* Task prompt
Write out the stretch of lines below that begins at the line with "column 127, row 258" and ends at the line with "column 962, row 477", including both, exactly as given and nothing more.

(Stored items from a collection)
● ● ● ● ● ● ●
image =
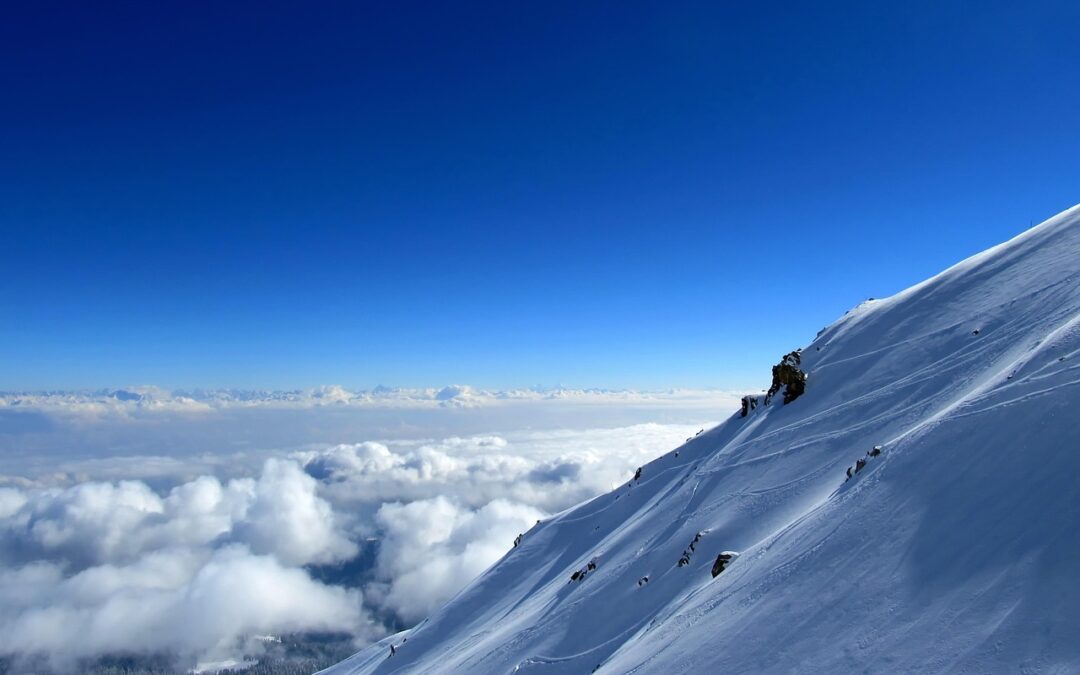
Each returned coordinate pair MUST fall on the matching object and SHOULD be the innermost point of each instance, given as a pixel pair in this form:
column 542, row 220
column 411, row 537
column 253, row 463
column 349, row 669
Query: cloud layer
column 197, row 553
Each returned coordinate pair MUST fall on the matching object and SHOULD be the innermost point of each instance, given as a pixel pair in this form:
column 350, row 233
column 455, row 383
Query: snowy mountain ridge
column 953, row 547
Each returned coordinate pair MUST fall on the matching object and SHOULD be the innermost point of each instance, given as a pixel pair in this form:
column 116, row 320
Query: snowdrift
column 955, row 548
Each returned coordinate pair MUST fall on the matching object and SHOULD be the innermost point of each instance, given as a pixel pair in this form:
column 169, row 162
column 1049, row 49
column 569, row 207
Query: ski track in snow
column 953, row 551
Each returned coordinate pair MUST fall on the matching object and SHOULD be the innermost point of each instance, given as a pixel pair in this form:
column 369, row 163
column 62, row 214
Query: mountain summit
column 915, row 509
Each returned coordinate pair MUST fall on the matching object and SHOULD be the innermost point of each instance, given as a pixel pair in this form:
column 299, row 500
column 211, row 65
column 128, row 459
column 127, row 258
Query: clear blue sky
column 505, row 193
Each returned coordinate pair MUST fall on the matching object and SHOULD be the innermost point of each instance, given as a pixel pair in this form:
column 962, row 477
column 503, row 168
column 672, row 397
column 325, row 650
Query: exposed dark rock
column 786, row 375
column 721, row 562
column 748, row 404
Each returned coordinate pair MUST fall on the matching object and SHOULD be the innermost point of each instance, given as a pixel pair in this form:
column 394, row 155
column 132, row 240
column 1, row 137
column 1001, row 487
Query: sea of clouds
column 150, row 522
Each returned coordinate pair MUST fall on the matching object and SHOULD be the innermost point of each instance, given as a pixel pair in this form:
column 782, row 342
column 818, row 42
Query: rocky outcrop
column 748, row 404
column 788, row 377
column 721, row 562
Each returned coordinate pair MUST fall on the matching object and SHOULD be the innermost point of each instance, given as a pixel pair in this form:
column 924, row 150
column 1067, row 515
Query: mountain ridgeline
column 903, row 500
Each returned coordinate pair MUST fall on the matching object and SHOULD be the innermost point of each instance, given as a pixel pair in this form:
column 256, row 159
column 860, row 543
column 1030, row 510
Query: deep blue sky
column 623, row 194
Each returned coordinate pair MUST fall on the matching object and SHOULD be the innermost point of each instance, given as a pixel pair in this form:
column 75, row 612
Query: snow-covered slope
column 957, row 549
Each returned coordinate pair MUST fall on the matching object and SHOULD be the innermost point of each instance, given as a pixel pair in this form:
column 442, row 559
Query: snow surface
column 956, row 550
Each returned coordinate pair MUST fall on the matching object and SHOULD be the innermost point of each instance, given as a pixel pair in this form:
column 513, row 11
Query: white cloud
column 234, row 514
column 178, row 601
column 432, row 548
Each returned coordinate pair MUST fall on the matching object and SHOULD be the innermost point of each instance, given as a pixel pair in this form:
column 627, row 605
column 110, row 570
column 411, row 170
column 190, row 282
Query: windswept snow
column 953, row 550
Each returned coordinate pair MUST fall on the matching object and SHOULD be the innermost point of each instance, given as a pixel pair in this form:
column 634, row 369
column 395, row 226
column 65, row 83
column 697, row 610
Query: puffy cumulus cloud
column 171, row 601
column 549, row 470
column 106, row 567
column 291, row 521
column 93, row 523
column 431, row 548
column 257, row 544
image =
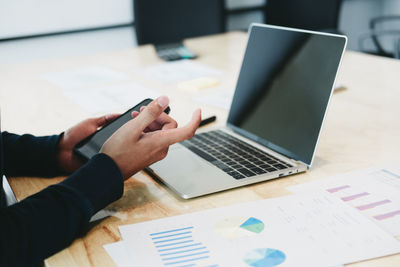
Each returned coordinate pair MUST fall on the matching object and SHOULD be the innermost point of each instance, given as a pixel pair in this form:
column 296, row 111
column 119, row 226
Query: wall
column 31, row 17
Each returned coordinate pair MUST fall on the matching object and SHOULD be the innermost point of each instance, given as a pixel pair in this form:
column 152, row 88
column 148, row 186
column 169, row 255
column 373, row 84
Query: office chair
column 385, row 36
column 170, row 21
column 319, row 15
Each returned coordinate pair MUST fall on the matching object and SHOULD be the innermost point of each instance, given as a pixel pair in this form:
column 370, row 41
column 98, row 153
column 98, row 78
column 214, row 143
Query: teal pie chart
column 264, row 257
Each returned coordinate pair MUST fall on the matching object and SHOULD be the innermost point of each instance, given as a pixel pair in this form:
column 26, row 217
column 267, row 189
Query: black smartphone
column 92, row 144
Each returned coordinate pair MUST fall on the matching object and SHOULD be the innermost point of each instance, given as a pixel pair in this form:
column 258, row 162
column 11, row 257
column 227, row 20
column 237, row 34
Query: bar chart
column 374, row 192
column 177, row 247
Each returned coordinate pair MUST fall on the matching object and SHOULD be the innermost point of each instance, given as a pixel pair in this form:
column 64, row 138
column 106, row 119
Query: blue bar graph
column 178, row 248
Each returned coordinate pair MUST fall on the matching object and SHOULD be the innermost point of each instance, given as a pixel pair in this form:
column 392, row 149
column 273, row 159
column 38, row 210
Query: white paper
column 82, row 77
column 108, row 98
column 177, row 71
column 217, row 98
column 298, row 230
column 374, row 192
column 118, row 253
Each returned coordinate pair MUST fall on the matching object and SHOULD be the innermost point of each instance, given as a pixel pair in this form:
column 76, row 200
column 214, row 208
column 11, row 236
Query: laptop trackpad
column 188, row 174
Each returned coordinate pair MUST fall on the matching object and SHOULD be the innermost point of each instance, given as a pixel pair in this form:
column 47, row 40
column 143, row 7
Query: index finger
column 176, row 135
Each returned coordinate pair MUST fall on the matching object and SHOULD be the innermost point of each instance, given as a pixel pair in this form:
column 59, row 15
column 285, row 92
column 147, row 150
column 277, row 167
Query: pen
column 207, row 121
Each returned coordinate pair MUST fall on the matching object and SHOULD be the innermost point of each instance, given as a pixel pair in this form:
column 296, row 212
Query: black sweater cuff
column 99, row 180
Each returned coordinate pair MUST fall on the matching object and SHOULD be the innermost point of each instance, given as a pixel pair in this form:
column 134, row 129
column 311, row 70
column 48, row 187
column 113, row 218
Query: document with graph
column 374, row 192
column 298, row 230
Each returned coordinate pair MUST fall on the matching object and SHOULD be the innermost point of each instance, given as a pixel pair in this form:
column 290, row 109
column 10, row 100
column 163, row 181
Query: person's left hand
column 68, row 162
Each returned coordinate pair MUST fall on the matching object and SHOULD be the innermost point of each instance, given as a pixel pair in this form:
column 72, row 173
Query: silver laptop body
column 283, row 90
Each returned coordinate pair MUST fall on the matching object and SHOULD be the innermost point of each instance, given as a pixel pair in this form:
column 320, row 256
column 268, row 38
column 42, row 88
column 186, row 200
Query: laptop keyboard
column 233, row 156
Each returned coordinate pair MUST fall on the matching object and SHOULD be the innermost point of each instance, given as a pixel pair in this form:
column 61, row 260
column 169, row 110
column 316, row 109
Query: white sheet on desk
column 108, row 98
column 311, row 230
column 177, row 71
column 382, row 185
column 118, row 253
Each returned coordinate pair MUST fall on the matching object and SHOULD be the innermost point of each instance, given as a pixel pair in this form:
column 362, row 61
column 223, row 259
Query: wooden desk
column 362, row 129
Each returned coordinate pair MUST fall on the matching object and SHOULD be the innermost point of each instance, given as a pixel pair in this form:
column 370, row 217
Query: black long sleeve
column 48, row 221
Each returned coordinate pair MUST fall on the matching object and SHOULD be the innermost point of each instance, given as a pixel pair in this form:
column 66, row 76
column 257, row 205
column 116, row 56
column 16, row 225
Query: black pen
column 207, row 121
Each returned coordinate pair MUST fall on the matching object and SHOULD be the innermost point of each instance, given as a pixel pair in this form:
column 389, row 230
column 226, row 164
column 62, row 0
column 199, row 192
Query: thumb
column 150, row 113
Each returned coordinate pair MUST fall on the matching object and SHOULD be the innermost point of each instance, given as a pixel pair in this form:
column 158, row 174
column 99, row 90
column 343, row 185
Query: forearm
column 48, row 221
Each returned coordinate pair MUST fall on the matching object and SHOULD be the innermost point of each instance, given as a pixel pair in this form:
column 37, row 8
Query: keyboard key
column 237, row 166
column 249, row 165
column 236, row 175
column 246, row 172
column 280, row 166
column 258, row 170
column 265, row 166
column 202, row 154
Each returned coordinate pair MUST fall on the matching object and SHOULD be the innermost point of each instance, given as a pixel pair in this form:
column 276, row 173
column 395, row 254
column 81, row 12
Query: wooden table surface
column 361, row 129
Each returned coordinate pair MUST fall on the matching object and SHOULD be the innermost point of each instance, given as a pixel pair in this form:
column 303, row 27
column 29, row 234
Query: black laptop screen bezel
column 280, row 149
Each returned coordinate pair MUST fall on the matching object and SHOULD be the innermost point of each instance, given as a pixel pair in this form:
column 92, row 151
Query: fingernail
column 163, row 101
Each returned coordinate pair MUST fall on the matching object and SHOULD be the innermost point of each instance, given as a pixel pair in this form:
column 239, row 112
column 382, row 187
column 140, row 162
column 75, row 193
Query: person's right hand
column 146, row 138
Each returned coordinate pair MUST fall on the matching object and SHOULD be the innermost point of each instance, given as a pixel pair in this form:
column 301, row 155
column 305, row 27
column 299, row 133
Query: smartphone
column 92, row 144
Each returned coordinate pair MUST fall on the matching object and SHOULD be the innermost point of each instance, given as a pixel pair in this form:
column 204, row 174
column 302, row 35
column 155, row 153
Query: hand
column 146, row 139
column 67, row 160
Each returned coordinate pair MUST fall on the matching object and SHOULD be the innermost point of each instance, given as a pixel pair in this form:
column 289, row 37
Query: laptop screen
column 284, row 87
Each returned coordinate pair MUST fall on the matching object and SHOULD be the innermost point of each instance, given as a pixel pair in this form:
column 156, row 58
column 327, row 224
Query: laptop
column 275, row 119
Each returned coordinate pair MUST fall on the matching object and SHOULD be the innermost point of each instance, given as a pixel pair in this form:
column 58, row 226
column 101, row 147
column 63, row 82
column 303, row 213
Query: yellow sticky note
column 198, row 84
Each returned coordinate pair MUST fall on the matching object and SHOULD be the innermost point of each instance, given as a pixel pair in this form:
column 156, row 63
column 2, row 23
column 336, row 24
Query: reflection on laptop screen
column 284, row 87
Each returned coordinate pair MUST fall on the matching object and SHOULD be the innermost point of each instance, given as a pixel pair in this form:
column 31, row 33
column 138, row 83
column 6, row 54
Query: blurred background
column 53, row 29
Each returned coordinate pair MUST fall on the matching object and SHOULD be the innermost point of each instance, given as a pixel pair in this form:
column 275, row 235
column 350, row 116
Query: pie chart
column 235, row 227
column 264, row 257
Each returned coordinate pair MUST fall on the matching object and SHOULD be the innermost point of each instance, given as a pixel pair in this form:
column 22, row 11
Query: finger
column 150, row 113
column 173, row 136
column 163, row 122
column 101, row 121
column 134, row 114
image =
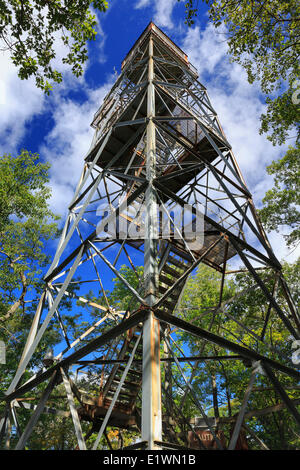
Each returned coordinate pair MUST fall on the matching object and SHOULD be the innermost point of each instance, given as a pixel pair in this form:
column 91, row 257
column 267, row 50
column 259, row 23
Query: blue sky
column 58, row 127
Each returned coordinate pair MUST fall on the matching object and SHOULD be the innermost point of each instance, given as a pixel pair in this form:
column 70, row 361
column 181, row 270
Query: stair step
column 177, row 263
column 173, row 295
column 129, row 385
column 182, row 253
column 166, row 280
column 131, row 371
column 169, row 305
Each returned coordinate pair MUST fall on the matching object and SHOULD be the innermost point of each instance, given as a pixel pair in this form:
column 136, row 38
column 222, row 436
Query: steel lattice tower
column 157, row 143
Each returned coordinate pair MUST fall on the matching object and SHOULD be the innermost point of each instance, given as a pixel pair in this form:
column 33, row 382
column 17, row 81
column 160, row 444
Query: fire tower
column 161, row 189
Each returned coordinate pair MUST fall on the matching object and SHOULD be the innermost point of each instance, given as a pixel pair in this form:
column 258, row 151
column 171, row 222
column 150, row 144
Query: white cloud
column 239, row 107
column 68, row 142
column 20, row 101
● ● ● ● ● ● ●
* Your response
column 127, row 258
Query: clear blue sky
column 505, row 193
Each returned coordinate pair MUST fall on the matching object and SHOULD be the innermost point of each instance, given as a pixel pair in this form:
column 962, row 477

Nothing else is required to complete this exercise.